(SUPPLIED ENTRIES)
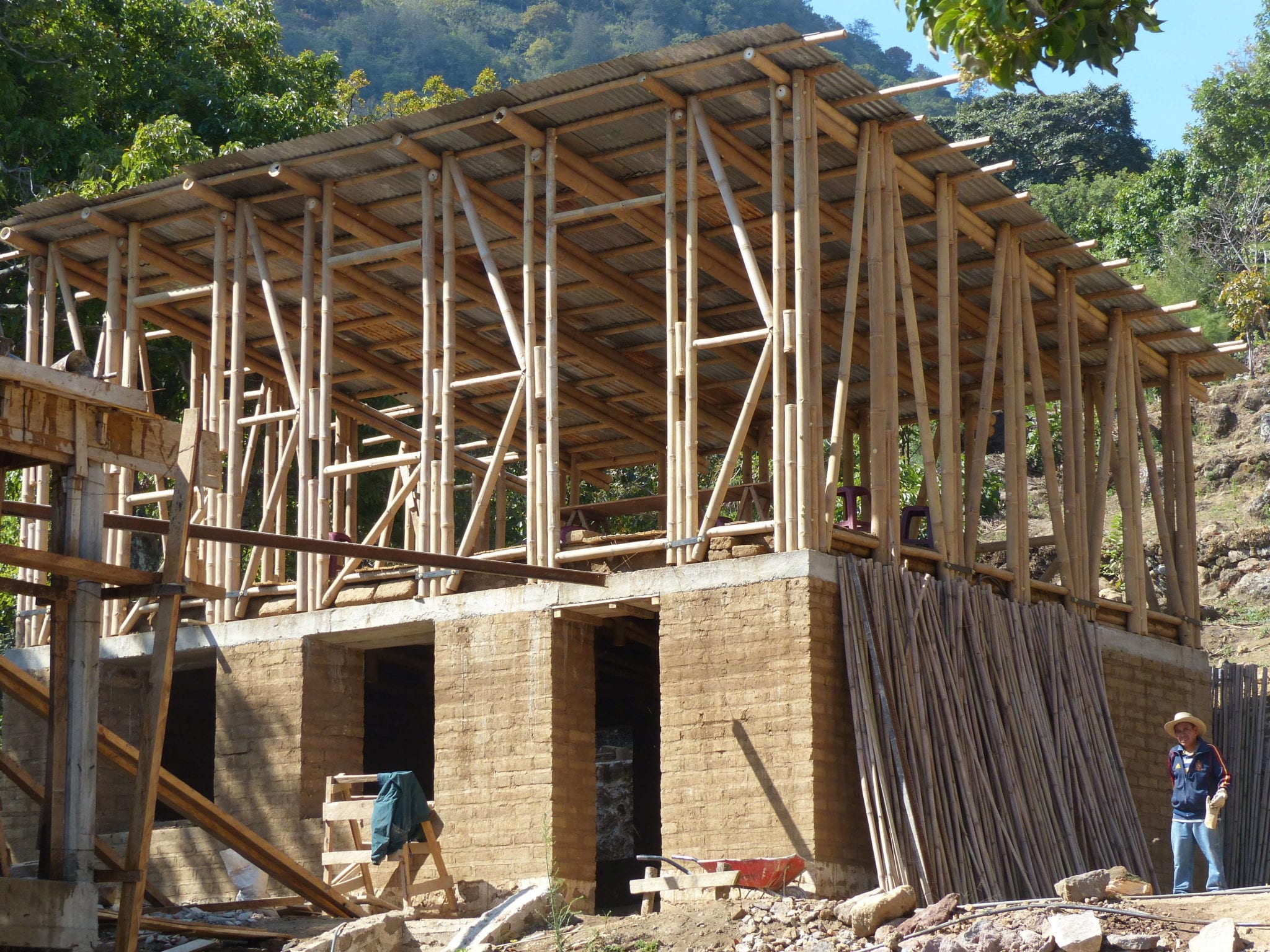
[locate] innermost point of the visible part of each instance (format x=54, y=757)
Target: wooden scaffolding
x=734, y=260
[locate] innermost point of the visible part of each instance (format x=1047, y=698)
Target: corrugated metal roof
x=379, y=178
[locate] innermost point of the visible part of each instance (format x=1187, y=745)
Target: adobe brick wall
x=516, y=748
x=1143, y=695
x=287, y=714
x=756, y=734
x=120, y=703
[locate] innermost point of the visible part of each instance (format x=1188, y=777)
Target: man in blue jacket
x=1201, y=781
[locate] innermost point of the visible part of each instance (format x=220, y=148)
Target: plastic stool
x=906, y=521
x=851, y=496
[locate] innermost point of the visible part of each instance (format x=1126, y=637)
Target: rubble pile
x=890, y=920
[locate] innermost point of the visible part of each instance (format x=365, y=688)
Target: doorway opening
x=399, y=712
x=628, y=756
(End SUPPLIED ENTRIES)
(SUPPLIED ENTRIES)
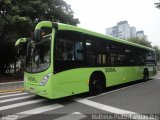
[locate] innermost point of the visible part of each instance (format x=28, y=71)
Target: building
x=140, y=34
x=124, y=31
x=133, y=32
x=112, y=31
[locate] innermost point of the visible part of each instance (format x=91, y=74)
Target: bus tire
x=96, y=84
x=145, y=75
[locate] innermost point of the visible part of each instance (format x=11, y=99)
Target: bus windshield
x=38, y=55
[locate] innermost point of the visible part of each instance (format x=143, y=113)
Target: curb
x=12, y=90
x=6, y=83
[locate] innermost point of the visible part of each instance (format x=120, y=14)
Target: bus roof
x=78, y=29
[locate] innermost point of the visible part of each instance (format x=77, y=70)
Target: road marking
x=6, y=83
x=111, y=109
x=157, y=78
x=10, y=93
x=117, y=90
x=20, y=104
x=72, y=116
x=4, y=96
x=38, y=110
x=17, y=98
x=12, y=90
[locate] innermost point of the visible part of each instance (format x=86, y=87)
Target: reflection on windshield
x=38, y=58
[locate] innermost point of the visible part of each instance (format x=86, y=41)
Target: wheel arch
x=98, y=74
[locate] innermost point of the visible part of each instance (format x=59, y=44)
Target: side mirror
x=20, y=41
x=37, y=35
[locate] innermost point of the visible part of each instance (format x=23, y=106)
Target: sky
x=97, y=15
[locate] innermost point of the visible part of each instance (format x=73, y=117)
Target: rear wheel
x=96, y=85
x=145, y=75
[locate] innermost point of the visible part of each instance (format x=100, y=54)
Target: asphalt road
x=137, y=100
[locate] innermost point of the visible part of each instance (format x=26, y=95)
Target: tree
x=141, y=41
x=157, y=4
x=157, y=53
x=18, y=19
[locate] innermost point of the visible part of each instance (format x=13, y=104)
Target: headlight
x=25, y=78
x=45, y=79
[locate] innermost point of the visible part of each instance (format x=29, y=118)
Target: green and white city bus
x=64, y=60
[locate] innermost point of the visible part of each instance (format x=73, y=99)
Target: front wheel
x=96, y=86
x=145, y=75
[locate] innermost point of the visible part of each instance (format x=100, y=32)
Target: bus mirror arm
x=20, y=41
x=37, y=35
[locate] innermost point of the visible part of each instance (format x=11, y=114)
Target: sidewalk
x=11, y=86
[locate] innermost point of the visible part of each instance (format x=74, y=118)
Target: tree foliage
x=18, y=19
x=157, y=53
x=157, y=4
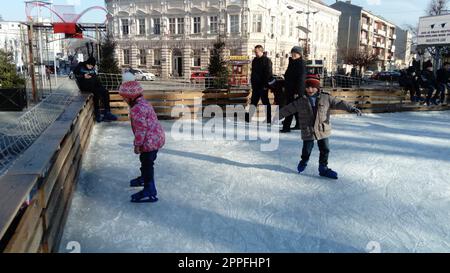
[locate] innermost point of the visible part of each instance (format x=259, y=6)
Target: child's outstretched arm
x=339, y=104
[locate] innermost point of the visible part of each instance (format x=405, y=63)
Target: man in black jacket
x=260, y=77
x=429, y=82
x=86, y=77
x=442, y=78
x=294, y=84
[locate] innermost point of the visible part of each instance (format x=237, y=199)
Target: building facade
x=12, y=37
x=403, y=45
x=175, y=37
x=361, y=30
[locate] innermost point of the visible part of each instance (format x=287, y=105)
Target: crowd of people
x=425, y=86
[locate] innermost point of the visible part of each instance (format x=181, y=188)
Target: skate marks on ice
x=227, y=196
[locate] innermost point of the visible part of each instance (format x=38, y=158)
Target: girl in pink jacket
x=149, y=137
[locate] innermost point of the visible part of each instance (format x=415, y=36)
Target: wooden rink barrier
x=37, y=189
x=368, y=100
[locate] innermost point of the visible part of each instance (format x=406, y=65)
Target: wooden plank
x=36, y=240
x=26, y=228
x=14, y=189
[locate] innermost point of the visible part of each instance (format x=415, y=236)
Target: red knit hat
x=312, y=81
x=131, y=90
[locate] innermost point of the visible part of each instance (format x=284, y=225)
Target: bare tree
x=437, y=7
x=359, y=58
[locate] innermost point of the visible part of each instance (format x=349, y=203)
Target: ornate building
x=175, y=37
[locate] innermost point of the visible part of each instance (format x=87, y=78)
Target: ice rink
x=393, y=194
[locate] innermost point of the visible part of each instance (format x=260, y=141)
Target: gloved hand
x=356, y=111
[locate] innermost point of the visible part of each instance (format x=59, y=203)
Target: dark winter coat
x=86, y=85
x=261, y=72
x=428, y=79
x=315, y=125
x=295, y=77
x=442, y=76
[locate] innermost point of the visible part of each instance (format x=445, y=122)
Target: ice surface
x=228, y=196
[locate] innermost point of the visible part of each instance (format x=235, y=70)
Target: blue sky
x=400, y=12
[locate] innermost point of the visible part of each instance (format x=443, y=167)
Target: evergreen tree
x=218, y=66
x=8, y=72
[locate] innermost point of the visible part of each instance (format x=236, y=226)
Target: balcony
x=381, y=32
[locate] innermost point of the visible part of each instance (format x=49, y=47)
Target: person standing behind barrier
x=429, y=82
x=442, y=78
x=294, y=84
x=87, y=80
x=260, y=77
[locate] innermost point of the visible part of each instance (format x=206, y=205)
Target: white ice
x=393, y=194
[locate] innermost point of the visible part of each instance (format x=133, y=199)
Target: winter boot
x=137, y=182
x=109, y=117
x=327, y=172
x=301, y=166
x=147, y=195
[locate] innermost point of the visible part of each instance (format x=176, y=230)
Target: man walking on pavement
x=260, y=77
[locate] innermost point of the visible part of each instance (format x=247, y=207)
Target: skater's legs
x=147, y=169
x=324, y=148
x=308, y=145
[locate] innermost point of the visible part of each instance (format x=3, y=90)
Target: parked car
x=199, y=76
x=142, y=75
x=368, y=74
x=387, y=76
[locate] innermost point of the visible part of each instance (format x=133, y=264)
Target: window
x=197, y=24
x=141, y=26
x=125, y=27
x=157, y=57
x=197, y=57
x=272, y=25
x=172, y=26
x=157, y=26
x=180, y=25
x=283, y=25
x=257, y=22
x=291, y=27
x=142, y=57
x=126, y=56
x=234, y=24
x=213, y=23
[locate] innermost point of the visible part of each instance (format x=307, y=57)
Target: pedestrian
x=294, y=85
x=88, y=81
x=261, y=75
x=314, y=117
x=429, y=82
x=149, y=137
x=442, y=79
(End SUPPLIED ENTRIES)
#### ASSIGNED TASK
Using the records above, set down exactly the lines from the one with "Target: side mirror" through the one with "(format x=29, y=118)", inclusive, and nothing more.

#### FINAL ANSWER
Target: side mirror
x=20, y=41
x=37, y=35
[locate] innermost point of the visible part of each instance (format x=23, y=106)
Target: sky
x=97, y=15
[locate] innermost point of the visible part of each instance (format x=73, y=117)
Target: rear wheel
x=96, y=85
x=145, y=75
[locate] innermost point of the visible part of each instance (format x=100, y=54)
Target: asphalt road
x=137, y=100
[locate] innermost point of the visible part of each instance (format x=26, y=95)
Target: tree
x=141, y=41
x=157, y=4
x=157, y=53
x=18, y=19
[locate] innermost point of the visible part of each instance (format x=13, y=104)
Target: headlight
x=25, y=78
x=45, y=79
[locate] innermost point of the visible part of each instance (format x=29, y=118)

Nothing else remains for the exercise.